Supplied text:
▬▬▬▬▬▬▬▬▬▬

Slide-on campers, done right, can be the ultimate in mobility, simplicity and convenience. The Aussie-made Wedgetail WTC, weighing 750kg and costing $75,000, aces the brief with grace. With an airy, spacious interior, a queen sized bed, an internal shower and toilet, a simplistic side-fold action, and the ability to jack up the camper and drive on out, there’s a lot to love about the WTC. The Wedgetail was jointly recognised as the 'Most Comfortable' camper at the event.
Wedgetail won the slide-on category of Camper Trailer of the Year back in 2015, and here we are again. Wedgetail campers continue to impress with their features and extensive options list. This slide-on has its sights set squarely on active couples and the retiree market and this shows in the overall functionality of the camper, including its finishing touches.
The Wedgetail is a lot more than a nest for empty-nesters. A heavyweight in its class, the Wedgetail’s perfect travel partner is a muscular tray back ute, happy to shoulder a load. Alternatively, fit the unit to a Wedgetail custom trailer, or have it retro-fitted to your own. This sort of flexibility is normally only found in the gym!
The Wedgetail promises endless nights under the stars with a level of amenity normally reserved to towed campers and caravans. Inevitably, as a slide-on, there’s a unique level of dependency between the Wedgetail and the rig that carries it, and with a fully specced weight of 750kg, this is no featherweight.
That said, with the right rig underneath it — most probably one with a suspension upgrade — the Wedgetail enjoys features that will happily support several days off-grid. To name a few, there’s a 125Ah lithium battery partnered with 200W of solar, two 4kg gas bottles and a 90 litre water tank joining a Truma hot water system.
Inside, Wedgetail claims to have the most storage and living space for its class and there’s an undeniably roomy feel to the interior’s configuration. Life in the great outdoors is supported by a comfortable 150mm queen sized mattress set within an airy canvas space that provides a bird’s-eye view of the surrounding country, perfect for nurturing a back-to-nature frame of mind.
The quality construction has this slide-on prepared to survive punishing conditions on the road. The high quality seals and pressurised interior work together to prevent dust ingress. With a lower profile than many others (1.22m above tray, folded), the Wedgetail tucks in nicely behind the driver’s cabin and doesn’t pose an obvious target for overhanging branches on narrow tracks. And if you happen to take a scrape, the Wedgetail is sturdily constructed on an aluminium welded frame with 1.6mm aluminium side-panels, featuring checkerplate storage compartments.
Mounted on a suitably capable rig, the Wedgetail offers a highly manoeuvrable set-up that can handle a range of track conditions, perform turns in confined spaces, and make reversing simple in a way that’s just not possible when towing. With the risk of ‘track fear’ minimised, there’s little standing between you and this country’s endless horizons. Whatever your reasons for travel, the Wedgetail characterises the go-anywhere style of camping that excites weekend warriors and overlanders alike.

▬▬▬▬▬▬▬▬▬▬

Entries from a point-annotation set
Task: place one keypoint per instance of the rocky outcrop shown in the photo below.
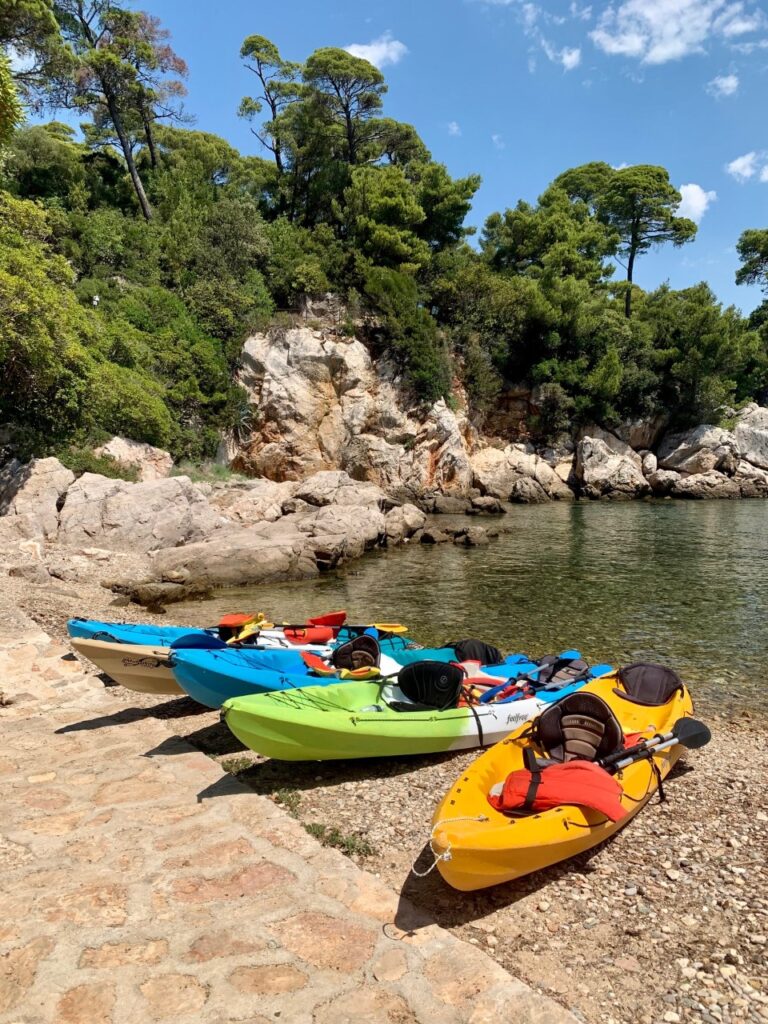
(31, 495)
(516, 473)
(151, 463)
(706, 485)
(699, 451)
(321, 403)
(326, 520)
(752, 435)
(142, 516)
(603, 472)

▬▬▬▬▬▬▬▬▬▬

Short exercise 1:
Please answer these questions from the Wedgetail camper review:
(a) What are the weight and the price of the Wedgetail WTC?
(b) In what year did Wedgetail win the slide-on category of Camper Trailer of the Year?
(c) How high does the camper stand above the tray when folded?
Short exercise 2: Carry on the Wedgetail camper review from the point where it ends.

Task answer 1:
(a) 750kg and $75,000
(b) 2015
(c) 1.22m

Task answer 2:
TIM VAN DUYL
The Wedgetail screams innovation even if the idea of a slide-on has been around for a while. The demountable solar panel, the washing line tucked away under the folded roof and the intricate details around the fridge and barbecue slides are all top-notch, and were only some of the clever ideas on display. The stand-out for me though is the packaging, especially the internal shower and toilet zone.
A full internal shower and toilet in a fold-out camper is something I never thought I’d see. The design relies on a few poles to tighten the canvas but it's simple enough to be able to use roadside if you need an emergency stop. The big benefit of being able to shower internally is not having to trudge through the dust or mud outside, but it also completes the secure feeling of having your own space. Inside the Wedgetail, you have a lounge, a great bed, a decent kitchenette, plenty of storage and now your own place to wash; it’s the complete package comfort-wise.
The 150mm inner sprung mattress will be loved by all, as will the great cross-flow ventilation the all-around midgee-screened windows and openings provide. If the weather packs in, there are storm shields for the main windows. With access to the fridge and a two-burner stove and sink inside, you could outstay most storms in total, dry comfort.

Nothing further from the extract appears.